# TASK INPUT
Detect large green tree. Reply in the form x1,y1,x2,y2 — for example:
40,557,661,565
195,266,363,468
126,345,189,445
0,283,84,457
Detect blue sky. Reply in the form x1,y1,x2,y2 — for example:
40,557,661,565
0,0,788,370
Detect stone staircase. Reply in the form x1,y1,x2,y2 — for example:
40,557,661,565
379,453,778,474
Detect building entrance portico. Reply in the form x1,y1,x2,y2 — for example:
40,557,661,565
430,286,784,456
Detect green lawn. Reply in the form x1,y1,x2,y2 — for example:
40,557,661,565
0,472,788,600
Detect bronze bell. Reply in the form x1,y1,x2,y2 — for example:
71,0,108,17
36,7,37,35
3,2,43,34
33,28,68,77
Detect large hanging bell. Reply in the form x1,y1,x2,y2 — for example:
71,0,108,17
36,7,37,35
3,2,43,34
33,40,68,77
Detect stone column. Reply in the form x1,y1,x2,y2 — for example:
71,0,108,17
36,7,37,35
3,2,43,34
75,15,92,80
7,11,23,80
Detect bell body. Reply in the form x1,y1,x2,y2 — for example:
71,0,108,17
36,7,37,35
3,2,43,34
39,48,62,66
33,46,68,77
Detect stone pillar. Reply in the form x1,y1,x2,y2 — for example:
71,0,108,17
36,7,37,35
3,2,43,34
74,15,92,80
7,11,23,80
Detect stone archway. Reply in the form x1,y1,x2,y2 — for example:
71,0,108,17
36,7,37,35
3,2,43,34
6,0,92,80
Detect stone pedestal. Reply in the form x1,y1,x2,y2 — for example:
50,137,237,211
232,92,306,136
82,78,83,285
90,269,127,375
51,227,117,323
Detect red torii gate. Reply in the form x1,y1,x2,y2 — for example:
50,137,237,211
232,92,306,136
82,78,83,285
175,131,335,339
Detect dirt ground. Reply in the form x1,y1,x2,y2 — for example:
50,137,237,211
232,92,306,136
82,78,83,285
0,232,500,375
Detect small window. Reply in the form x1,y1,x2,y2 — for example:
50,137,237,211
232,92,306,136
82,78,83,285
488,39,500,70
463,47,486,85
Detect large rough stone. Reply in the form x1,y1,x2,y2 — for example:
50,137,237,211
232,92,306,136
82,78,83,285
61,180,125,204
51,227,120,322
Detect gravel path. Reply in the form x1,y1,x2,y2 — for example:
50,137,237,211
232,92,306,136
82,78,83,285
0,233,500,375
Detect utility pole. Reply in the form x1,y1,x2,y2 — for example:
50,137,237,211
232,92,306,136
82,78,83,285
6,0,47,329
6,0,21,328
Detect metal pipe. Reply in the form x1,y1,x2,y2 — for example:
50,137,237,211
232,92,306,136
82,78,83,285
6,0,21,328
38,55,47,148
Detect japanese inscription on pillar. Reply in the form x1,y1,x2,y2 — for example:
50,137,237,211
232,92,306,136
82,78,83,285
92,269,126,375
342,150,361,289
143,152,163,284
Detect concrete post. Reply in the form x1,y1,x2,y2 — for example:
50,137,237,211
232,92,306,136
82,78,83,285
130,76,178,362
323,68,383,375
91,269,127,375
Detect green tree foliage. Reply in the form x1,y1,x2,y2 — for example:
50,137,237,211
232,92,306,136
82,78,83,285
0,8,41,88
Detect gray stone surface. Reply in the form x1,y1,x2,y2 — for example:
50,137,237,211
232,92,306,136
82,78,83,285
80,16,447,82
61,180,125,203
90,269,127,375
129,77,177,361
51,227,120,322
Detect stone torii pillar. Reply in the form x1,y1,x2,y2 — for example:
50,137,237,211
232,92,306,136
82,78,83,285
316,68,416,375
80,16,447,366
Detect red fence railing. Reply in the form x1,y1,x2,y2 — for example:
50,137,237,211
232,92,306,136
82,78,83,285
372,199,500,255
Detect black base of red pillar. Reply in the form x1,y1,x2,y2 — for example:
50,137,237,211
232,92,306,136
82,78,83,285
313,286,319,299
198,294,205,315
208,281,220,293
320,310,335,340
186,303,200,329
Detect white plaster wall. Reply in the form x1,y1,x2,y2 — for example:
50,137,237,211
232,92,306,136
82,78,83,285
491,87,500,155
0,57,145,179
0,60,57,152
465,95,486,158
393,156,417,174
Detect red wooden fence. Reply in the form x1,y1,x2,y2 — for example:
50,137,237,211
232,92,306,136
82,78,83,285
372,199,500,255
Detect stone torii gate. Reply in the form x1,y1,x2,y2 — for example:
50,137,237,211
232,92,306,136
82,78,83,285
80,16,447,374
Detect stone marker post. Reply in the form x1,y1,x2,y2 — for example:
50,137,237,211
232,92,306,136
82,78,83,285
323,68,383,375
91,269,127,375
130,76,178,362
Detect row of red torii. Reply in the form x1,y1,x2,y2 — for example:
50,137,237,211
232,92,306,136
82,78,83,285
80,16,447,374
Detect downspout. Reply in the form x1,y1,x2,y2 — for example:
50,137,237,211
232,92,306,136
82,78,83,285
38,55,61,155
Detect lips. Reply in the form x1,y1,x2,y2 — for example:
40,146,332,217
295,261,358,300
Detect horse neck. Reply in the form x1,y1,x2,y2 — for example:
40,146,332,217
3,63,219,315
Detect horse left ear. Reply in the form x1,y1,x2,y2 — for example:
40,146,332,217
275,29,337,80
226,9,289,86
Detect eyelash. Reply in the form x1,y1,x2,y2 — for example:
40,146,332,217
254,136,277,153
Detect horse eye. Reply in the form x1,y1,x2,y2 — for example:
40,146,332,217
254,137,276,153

# WHAT YOU SHOULD DO
Copy all of the data above line for line, with no changes.

# FINAL RESULT
Detect large green tree. Reply in the form x1,y1,x2,y2 — for example:
40,557,661,565
195,266,363,468
126,345,189,445
0,283,84,457
Detect blue sky. Reply in the form x1,y1,x2,y2 — for example:
40,557,661,565
0,0,788,370
Detect stone staircase. Reply in the form x1,y1,x2,y2 — for example:
40,557,661,565
379,453,778,474
Detect building entrance portico. Reply in the form x1,y1,x2,y2 — for example:
40,557,661,565
430,286,784,456
Detect green lawn. Reply in the form x1,y1,x2,y2 — for example:
40,557,661,565
0,472,788,600
Detect bronze bell. Reply in the form x1,y1,x2,y2 — for example:
71,0,108,17
36,7,37,35
3,2,43,34
33,28,68,77
Detect large hanging bell. Reply in the form x1,y1,x2,y2 — for example:
71,0,108,17
36,7,37,35
3,2,43,34
33,40,68,77
Detect stone column. Reply in the form x1,y1,x2,y2 — for example:
71,0,108,17
36,7,37,35
3,2,43,34
75,15,92,80
7,11,23,80
Detect bell body. Reply in the form x1,y1,x2,y2 — for example:
71,0,108,17
36,7,37,35
3,2,43,34
39,48,62,66
33,46,68,77
Detect stone pillar. Reply in the form x1,y1,x2,y2 — for example:
71,0,108,17
36,7,37,35
3,2,43,34
74,15,92,80
7,11,23,80
Detect stone archway. Reply in the form x1,y1,x2,y2 — for example:
71,0,108,17
36,7,37,35
3,2,43,34
6,0,92,80
Detect stone pedestal. Reply in the form x1,y1,x2,y2 — for example:
50,137,237,211
232,92,306,136
82,78,83,285
90,269,127,375
51,227,117,323
Detect red torii gate. Reply in the form x1,y1,x2,y2 — for example:
50,137,237,211
232,92,306,136
82,78,83,285
175,131,335,339
Detect dirt ground. Reply in the form x1,y1,x2,y2 — for example:
50,137,237,211
232,92,306,136
82,78,83,285
0,232,500,375
Detect small window. Reply in the form x1,y1,x2,y2 — for example:
50,137,237,211
232,92,306,136
82,78,83,285
488,39,500,70
463,47,486,85
Detect large rough stone. Reply in the form x1,y1,x2,y2 — for example:
50,137,237,211
232,92,306,136
82,78,83,285
61,180,125,204
51,227,120,322
Detect gravel path. Reply in the form x1,y1,x2,y2 — for example:
50,137,237,211
232,92,306,136
82,78,83,285
0,233,500,375
Detect utility pole. Reply in the form x1,y1,x2,y2 — for example:
50,137,237,211
232,92,306,136
82,78,83,285
6,0,47,329
6,0,21,328
Detect metal pipe. Reply in the form x1,y1,x2,y2 — for example:
50,137,237,211
232,92,306,136
82,78,83,285
6,0,21,328
38,55,47,148
Detect japanese inscription on pillar. Reply in the form x1,y1,x2,y2 — for example:
50,137,237,211
232,92,306,136
82,78,83,285
92,269,126,375
342,150,361,289
143,152,163,284
Detect concrete post. Reply in the form x1,y1,x2,y2 — for example:
50,137,237,211
232,92,306,136
82,78,83,285
130,76,178,362
323,68,383,375
91,269,127,375
Detect green tree foliage. Reply in the form x1,y1,x2,y2 — for example:
50,137,237,211
232,92,306,136
82,78,83,285
0,8,41,88
Detect gray stone surface. Reply in the form x1,y1,x2,y2 — for example:
50,137,237,211
232,92,306,136
82,78,83,285
80,16,447,82
61,180,125,203
90,269,127,375
129,77,177,361
51,227,120,322
Detect stone torii pillar. Reply in the form x1,y1,x2,y2 — for example:
50,137,237,211
232,92,306,136
82,78,83,285
316,68,416,375
80,16,447,366
Detect red fence railing. Reply in the form x1,y1,x2,y2 — for example:
50,137,237,211
232,92,306,136
82,78,83,285
372,199,500,255
Detect black base of red pillar. Reply in the form x1,y1,x2,y2 — for example:
50,137,237,211
232,92,306,136
82,78,83,285
313,286,319,299
198,294,205,315
208,281,220,293
320,310,335,340
186,303,200,329
Detect white plaster wall. Reply in the form x1,y1,x2,y2 — for example:
50,137,237,211
232,92,306,136
82,78,83,285
491,87,500,155
0,57,145,179
0,60,57,152
465,95,486,158
393,156,417,174
Detect red wooden fence. Reply in the form x1,y1,x2,y2 — for example:
50,137,237,211
232,92,306,136
82,78,83,285
372,199,500,255
Detect stone torii gate. Reply in the form x1,y1,x2,y2 — for example:
50,137,237,211
232,92,306,136
82,78,83,285
80,16,447,374
Detect stone marker post. Reply in the form x1,y1,x2,y2 — for example:
50,137,237,211
232,92,306,136
82,78,83,285
323,68,383,375
91,269,127,375
130,76,178,362
Detect row of red torii. Reply in the form x1,y1,x2,y2 — for example:
50,137,237,211
232,92,306,136
82,78,83,285
80,16,447,374
Detect downspout. Reply in the form x1,y1,x2,y2 — for example:
50,137,237,211
232,92,306,136
82,78,83,285
38,55,61,155
Detect lips. Reply in the form x1,y1,x2,y2 — for example:
40,146,332,217
295,261,358,300
Detect horse neck. Reply in the form x1,y1,x2,y2 — for example:
40,146,332,217
3,63,219,315
Detect horse left ear. Reply in the form x1,y1,x2,y2 — for example:
40,146,332,217
275,29,337,80
226,9,289,86
Detect eyelash. Reply in the form x1,y1,x2,y2 — for example:
40,146,332,217
254,136,277,153
Detect horse eye. Reply in the form x1,y1,x2,y2 — for example:
40,146,332,217
254,137,276,153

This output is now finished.